╔══

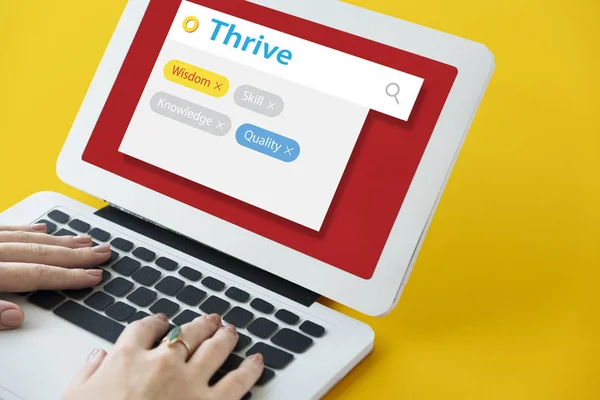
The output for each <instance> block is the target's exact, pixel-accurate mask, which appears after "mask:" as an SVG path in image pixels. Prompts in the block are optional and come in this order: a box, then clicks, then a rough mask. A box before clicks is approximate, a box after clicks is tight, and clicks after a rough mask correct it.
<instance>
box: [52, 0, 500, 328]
mask: <svg viewBox="0 0 600 400" xmlns="http://www.w3.org/2000/svg"><path fill="white" fill-rule="evenodd" d="M255 2H257V3H259V4H261V5H264V6H267V7H271V8H274V9H278V10H280V11H283V12H286V13H289V14H293V15H296V16H299V17H301V18H304V19H307V20H311V21H314V22H317V23H320V24H324V25H328V26H331V27H333V28H336V29H339V30H343V31H347V32H349V33H352V34H355V35H358V36H362V37H366V38H368V39H371V40H374V41H378V42H381V43H384V44H387V45H390V46H393V47H397V48H400V49H402V50H405V51H408V52H412V53H415V54H419V55H421V56H424V57H428V58H431V59H434V60H437V61H440V62H443V63H446V64H450V65H453V66H455V67H456V68H457V69H458V76H457V78H456V81H455V84H454V86H453V88H452V90H451V92H450V95H449V97H448V99H447V102H446V104H445V106H444V109H443V111H442V114H441V116H440V118H439V121H438V123H437V125H436V127H435V129H434V132H433V135H432V137H431V140H430V142H429V144H428V146H427V149H426V151H425V153H424V155H423V158H422V160H421V163H420V165H419V167H418V170H417V172H416V175H415V177H414V179H413V182H412V184H411V186H410V189H409V191H408V193H407V195H406V198H405V200H404V203H403V205H402V208H401V210H400V212H399V214H398V216H397V218H396V221H395V223H394V226H393V229H392V231H391V233H390V235H389V237H388V240H387V242H386V245H385V248H384V251H383V253H382V255H381V257H380V260H379V263H378V264H377V267H376V270H375V273H374V274H373V276H372V278H371V279H369V280H365V279H362V278H358V277H356V276H353V275H351V274H349V273H347V272H344V271H342V270H340V269H337V268H334V267H332V266H330V265H327V264H325V263H323V262H321V261H318V260H316V259H314V258H312V257H309V256H306V255H304V254H302V253H299V252H297V251H295V250H292V249H290V248H288V247H285V246H283V245H280V244H278V243H276V242H274V241H271V240H268V239H265V238H264V237H261V236H259V235H257V234H254V233H253V232H250V231H248V230H245V229H242V228H240V227H238V226H236V225H233V224H231V223H228V222H225V221H223V220H221V219H219V218H217V217H214V216H212V215H210V214H208V213H205V212H203V211H200V210H197V209H195V208H193V207H190V206H188V205H186V204H183V203H181V202H178V201H176V200H173V199H171V198H168V197H166V196H164V195H162V194H159V193H157V192H155V191H153V190H150V189H147V188H145V187H143V186H141V185H138V184H136V183H133V182H131V181H129V180H126V179H124V178H121V177H119V176H116V175H114V174H112V173H110V172H107V171H105V170H102V169H100V168H98V167H96V166H94V165H91V164H88V163H86V162H84V161H82V158H81V157H82V154H83V151H84V149H85V147H86V144H87V142H88V140H89V138H90V136H91V133H92V131H93V129H94V127H95V125H96V121H97V120H98V117H99V115H100V113H101V111H102V108H103V106H104V103H105V101H106V99H107V98H108V95H109V93H110V91H111V89H112V86H113V83H114V81H115V79H116V77H117V75H118V73H119V70H120V67H121V64H122V63H123V61H124V59H125V56H126V55H127V52H128V50H129V47H130V45H131V42H132V40H133V38H134V36H135V34H136V31H137V29H138V27H139V24H140V23H141V20H142V17H143V15H144V12H145V10H146V8H147V6H148V4H149V0H130V1H129V2H128V4H127V6H126V8H125V10H124V12H123V15H122V17H121V19H120V21H119V23H118V26H117V28H116V30H115V33H114V35H113V37H112V39H111V41H110V43H109V45H108V47H107V49H106V52H105V54H104V57H103V59H102V61H101V63H100V65H99V67H98V69H97V71H96V74H95V76H94V78H93V81H92V83H91V85H90V87H89V89H88V92H87V94H86V97H85V99H84V101H83V103H82V106H81V108H80V110H79V113H78V114H77V117H76V119H75V121H74V123H73V126H72V128H71V131H70V133H69V136H68V138H67V140H66V142H65V145H64V147H63V149H62V151H61V154H60V157H59V159H58V163H57V173H58V175H59V177H60V178H61V179H62V180H63V181H64V182H65V183H68V184H70V185H72V186H74V187H77V188H78V189H80V190H82V191H84V192H87V193H89V194H91V195H93V196H95V197H98V198H100V199H102V200H105V201H107V202H109V203H111V204H112V205H114V206H117V207H119V208H122V209H125V210H127V211H129V212H132V213H134V214H137V215H139V216H142V217H144V218H145V219H148V220H151V221H153V222H155V223H157V224H159V225H162V226H164V227H167V228H169V229H171V230H173V231H176V232H179V233H180V234H183V235H185V236H187V237H190V238H192V239H195V240H197V241H200V242H202V243H205V244H207V245H209V246H211V247H214V248H216V249H219V250H221V251H223V252H225V253H228V254H230V255H232V256H234V257H237V258H240V259H242V260H244V261H247V262H249V263H251V264H253V265H256V266H258V267H260V268H262V269H264V270H267V271H269V272H271V273H273V274H275V275H278V276H280V277H282V278H285V279H287V280H289V281H291V282H294V283H296V284H298V285H301V286H303V287H305V288H307V289H309V290H312V291H314V292H317V293H319V294H320V295H323V296H325V297H327V298H330V299H332V300H335V301H337V302H339V303H342V304H344V305H346V306H348V307H351V308H353V309H356V310H358V311H360V312H362V313H365V314H368V315H373V316H379V315H384V314H386V313H388V312H389V311H391V309H393V307H394V305H395V304H396V302H397V300H398V298H399V296H400V293H401V290H402V288H403V287H404V285H405V283H406V281H407V279H408V277H409V275H410V271H411V269H412V266H413V264H414V262H415V259H416V255H417V253H418V249H419V248H420V246H421V243H422V240H423V237H424V235H425V232H426V229H427V227H428V226H429V223H430V220H431V217H432V215H433V212H434V211H435V207H436V206H437V203H438V201H439V197H440V196H441V193H442V191H443V187H444V185H445V183H446V181H447V178H448V175H449V173H450V171H451V169H452V166H453V165H454V161H455V158H456V156H457V154H458V152H459V150H460V147H461V145H462V143H463V141H464V138H465V136H466V133H467V131H468V128H469V126H470V124H471V121H472V119H473V117H474V114H475V111H476V110H477V107H478V105H479V103H480V101H481V98H482V96H483V93H484V91H485V89H486V87H487V84H488V82H489V79H490V78H491V75H492V72H493V69H494V58H493V55H492V54H491V52H490V51H489V50H488V49H487V48H486V47H485V46H483V45H481V44H479V43H475V42H471V41H468V40H465V39H462V38H459V37H455V36H452V35H448V34H445V33H442V32H439V31H435V30H432V29H429V28H425V27H422V26H419V25H415V24H412V23H409V22H405V21H402V20H398V19H395V18H392V17H388V16H385V15H382V14H378V13H375V12H371V11H368V10H364V9H361V8H358V7H355V6H351V5H348V4H345V3H341V2H333V1H330V2H324V1H322V0H301V1H300V0H286V1H282V0H259V1H255Z"/></svg>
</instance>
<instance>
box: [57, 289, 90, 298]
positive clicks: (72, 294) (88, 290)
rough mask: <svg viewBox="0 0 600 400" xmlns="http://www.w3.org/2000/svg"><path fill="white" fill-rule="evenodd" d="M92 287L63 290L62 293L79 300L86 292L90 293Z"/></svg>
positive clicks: (84, 296) (83, 296)
mask: <svg viewBox="0 0 600 400" xmlns="http://www.w3.org/2000/svg"><path fill="white" fill-rule="evenodd" d="M92 291H93V289H92V288H85V289H74V290H63V293H64V294H66V295H67V296H69V297H70V298H72V299H75V300H81V299H83V298H84V297H85V296H87V295H88V294H90V293H92Z"/></svg>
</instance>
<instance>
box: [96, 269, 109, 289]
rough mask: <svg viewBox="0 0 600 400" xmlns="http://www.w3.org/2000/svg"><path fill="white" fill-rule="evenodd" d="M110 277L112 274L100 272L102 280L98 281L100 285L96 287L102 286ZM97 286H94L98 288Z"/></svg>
mask: <svg viewBox="0 0 600 400" xmlns="http://www.w3.org/2000/svg"><path fill="white" fill-rule="evenodd" d="M111 276H112V274H111V273H110V272H108V271H107V270H102V280H101V281H100V283H99V284H98V285H102V284H103V283H104V282H106V281H107V280H109V279H110V277H111ZM98 285H96V286H98Z"/></svg>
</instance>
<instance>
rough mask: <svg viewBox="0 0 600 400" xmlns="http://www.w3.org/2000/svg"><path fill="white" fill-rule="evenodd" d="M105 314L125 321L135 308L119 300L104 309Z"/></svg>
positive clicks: (130, 315) (113, 318)
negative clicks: (105, 309) (112, 304)
mask: <svg viewBox="0 0 600 400" xmlns="http://www.w3.org/2000/svg"><path fill="white" fill-rule="evenodd" d="M105 312H106V315H108V316H109V317H111V318H112V319H116V320H117V321H123V322H124V321H127V320H128V319H129V317H131V316H132V315H133V314H134V313H135V308H133V307H131V306H130V305H128V304H125V303H123V302H121V301H117V302H116V303H115V304H113V305H112V306H110V307H108V308H107V309H106V311H105Z"/></svg>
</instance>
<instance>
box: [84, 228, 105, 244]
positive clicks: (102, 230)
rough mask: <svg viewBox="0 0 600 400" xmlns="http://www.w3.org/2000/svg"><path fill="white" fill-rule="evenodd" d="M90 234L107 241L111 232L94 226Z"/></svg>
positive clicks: (96, 238) (99, 240)
mask: <svg viewBox="0 0 600 400" xmlns="http://www.w3.org/2000/svg"><path fill="white" fill-rule="evenodd" d="M89 235H90V236H91V237H93V238H94V239H96V240H99V241H101V242H106V241H107V240H108V239H110V233H108V232H106V231H103V230H102V229H100V228H94V229H92V230H91V231H90V232H89Z"/></svg>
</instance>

╚══

[Assignment] Would you quote everything above from the line containing "287L63 290L62 293L79" down to the line containing "box: [96, 269, 109, 289]"? Include both of those lines and nothing else.

[Solution for this exercise]
rough mask: <svg viewBox="0 0 600 400" xmlns="http://www.w3.org/2000/svg"><path fill="white" fill-rule="evenodd" d="M92 287L63 290L62 293L79 300L86 292L90 293Z"/></svg>
positive clicks: (84, 296) (83, 296)
mask: <svg viewBox="0 0 600 400" xmlns="http://www.w3.org/2000/svg"><path fill="white" fill-rule="evenodd" d="M92 291H93V289H92V288H85V289H74V290H63V293H64V294H66V295H67V296H69V297H70V298H72V299H75V300H81V299H83V298H84V297H85V296H87V295H88V294H90V293H92Z"/></svg>
</instance>
<instance>
box: [96, 269, 109, 289]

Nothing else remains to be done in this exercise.